## begin Rows

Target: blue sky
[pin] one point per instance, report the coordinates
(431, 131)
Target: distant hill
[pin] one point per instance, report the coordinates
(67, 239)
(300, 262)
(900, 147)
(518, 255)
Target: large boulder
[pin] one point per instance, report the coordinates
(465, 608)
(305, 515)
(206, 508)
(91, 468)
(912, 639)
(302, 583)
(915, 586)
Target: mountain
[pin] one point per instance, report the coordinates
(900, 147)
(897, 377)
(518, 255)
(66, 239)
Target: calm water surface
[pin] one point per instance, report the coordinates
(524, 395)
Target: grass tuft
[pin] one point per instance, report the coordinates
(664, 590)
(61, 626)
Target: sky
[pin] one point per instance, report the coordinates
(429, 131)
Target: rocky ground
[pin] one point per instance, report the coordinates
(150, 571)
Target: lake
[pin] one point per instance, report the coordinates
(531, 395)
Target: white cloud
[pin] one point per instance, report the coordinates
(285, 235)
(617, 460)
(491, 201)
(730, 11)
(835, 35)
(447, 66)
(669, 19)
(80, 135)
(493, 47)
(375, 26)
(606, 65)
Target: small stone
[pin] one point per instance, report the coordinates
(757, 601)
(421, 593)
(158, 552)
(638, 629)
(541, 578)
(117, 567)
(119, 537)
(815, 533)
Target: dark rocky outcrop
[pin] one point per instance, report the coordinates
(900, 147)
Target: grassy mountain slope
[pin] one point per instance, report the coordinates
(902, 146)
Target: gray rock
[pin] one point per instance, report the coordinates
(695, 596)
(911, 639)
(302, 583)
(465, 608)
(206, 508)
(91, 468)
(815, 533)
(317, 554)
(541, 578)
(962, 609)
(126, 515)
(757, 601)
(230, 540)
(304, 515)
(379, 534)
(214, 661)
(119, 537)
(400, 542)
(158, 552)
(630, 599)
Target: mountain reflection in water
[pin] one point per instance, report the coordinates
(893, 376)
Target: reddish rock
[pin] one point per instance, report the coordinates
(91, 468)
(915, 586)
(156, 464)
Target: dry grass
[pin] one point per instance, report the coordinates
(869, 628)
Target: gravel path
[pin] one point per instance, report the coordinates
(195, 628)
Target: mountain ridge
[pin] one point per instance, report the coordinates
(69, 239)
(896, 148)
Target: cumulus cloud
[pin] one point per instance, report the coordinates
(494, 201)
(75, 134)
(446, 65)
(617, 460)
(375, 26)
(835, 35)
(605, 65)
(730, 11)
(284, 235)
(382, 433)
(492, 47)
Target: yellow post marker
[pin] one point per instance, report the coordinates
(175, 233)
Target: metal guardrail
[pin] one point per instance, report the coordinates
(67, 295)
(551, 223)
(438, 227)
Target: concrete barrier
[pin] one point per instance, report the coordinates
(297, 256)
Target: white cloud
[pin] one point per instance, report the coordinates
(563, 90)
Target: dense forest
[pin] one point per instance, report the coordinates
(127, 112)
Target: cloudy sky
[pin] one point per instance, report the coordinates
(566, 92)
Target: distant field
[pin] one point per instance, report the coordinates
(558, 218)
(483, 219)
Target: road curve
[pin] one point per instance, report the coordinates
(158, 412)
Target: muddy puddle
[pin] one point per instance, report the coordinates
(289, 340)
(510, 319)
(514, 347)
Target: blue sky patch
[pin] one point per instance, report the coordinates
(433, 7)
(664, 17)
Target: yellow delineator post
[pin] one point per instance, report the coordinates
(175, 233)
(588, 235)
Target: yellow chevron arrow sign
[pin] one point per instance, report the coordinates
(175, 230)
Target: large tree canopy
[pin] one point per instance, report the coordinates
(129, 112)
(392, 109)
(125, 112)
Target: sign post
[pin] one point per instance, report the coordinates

## end Rows

*What you have to do:* Extract the stretch of rows from the line containing "Target: yellow chevron arrow sign" through the end of the rows, reproducing each line verbatim.

*Written response:*
Target: yellow chevron arrow sign
[pin] one point per instance, report the coordinates
(175, 230)
Target: large tree canopy
[pin] one point per instance, report the coordinates
(129, 112)
(392, 109)
(125, 112)
Target: sign post
[pin] one point per instance, report the coordinates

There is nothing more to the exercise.